Instructions for the task:
Return the data below unchanged. Drop any pictures.

________

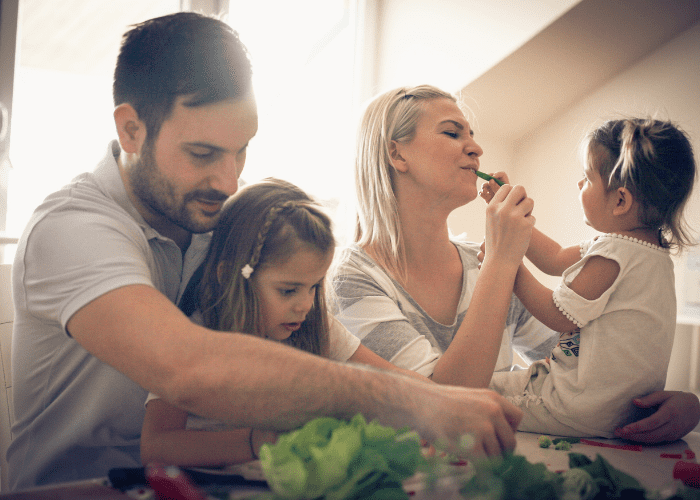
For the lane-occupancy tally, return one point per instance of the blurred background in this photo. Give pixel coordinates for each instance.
(536, 75)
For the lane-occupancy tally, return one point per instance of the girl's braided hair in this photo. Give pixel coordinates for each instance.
(263, 224)
(654, 160)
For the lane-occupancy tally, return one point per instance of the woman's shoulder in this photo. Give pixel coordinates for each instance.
(468, 250)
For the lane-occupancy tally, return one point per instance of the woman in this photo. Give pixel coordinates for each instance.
(415, 296)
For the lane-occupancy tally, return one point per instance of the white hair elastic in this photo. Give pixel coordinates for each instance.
(247, 271)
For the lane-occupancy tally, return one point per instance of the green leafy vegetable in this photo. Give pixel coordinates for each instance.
(578, 485)
(337, 460)
(562, 445)
(544, 441)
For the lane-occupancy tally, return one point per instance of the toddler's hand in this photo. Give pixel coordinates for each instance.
(509, 223)
(488, 189)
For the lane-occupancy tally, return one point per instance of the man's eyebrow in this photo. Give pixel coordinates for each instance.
(454, 122)
(198, 144)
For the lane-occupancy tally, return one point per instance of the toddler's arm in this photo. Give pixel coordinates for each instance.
(543, 252)
(597, 275)
(549, 256)
(165, 440)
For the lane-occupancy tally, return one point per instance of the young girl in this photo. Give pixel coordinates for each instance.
(264, 275)
(616, 302)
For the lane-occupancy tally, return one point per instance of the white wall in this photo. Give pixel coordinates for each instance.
(665, 83)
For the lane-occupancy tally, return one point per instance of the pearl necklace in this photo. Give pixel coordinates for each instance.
(636, 240)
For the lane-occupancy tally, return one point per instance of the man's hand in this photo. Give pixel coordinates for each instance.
(678, 413)
(478, 418)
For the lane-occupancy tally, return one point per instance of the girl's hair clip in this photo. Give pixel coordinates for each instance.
(247, 271)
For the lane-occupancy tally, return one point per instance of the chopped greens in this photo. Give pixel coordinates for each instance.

________

Worked solution:
For the lane-occupancy tally, return one point per instance of the blurred background in this photo. Give pixel coordinates for each instance.
(536, 75)
For the lane-occupancy tally, return one point per instance of the girl's braided hair in this photo. Give pixel coordinates for each instance.
(263, 224)
(654, 160)
For the lane-occupancy tally, return one point per instance of the woman's shoulder in this photo. Give pixel coordinates for each instance.
(468, 250)
For the lane-occupancy tally, return one point per instance of the woman in this photo. Give pixel coordinates for each instance.
(415, 296)
For the lane-occupancy tally, return one point per instance of the white hair elastic in this photo. Give pixel coordinates for each instance.
(247, 271)
For the lane-occupancy tally, return one point per instance of the green leafy vegetable in this photo. Give pixel coordinates for each instance.
(578, 485)
(337, 460)
(562, 445)
(544, 441)
For the lane-occupancy tally, return one point per instance of the toddler's hand in this photo. Give pixel coordinates for each instance.
(509, 223)
(488, 189)
For the lane-occupancy tally, return one point per instance of the man's eyebrow in this photo. Give pixel coordinates for each instance.
(454, 122)
(198, 144)
For the lane-occupancy tally, return one point per instance of the toddler's arm in this photo. Give pixel coordinates for each instance.
(543, 252)
(597, 275)
(549, 256)
(165, 440)
For the lane-occupancy tally, return one point per instance of the young girl in this photo. Give pixel coordinates for each instance.
(264, 275)
(616, 302)
For the lane-occupancy tally, return one point per instance of the white wall in this photo. Give pixel coordinates for each instance.
(665, 83)
For the lane-occupancy tally, return one point per instance of the pearl necklace in this photo. Give pixel coordinates for each instance.
(636, 240)
For the lane-occupancy tally, return one point per instance of the man's hand in this photo. Give pixel coordinates for each instance.
(678, 413)
(478, 418)
For the lane-occupancy tally, return one point per instance of the girl's hair clip in this photo. Give pixel coordinates for each instance.
(247, 271)
For the lane-occupancy tally, return one point per instance of the chopped greens in this photo. Give pixel coordinates for each instance.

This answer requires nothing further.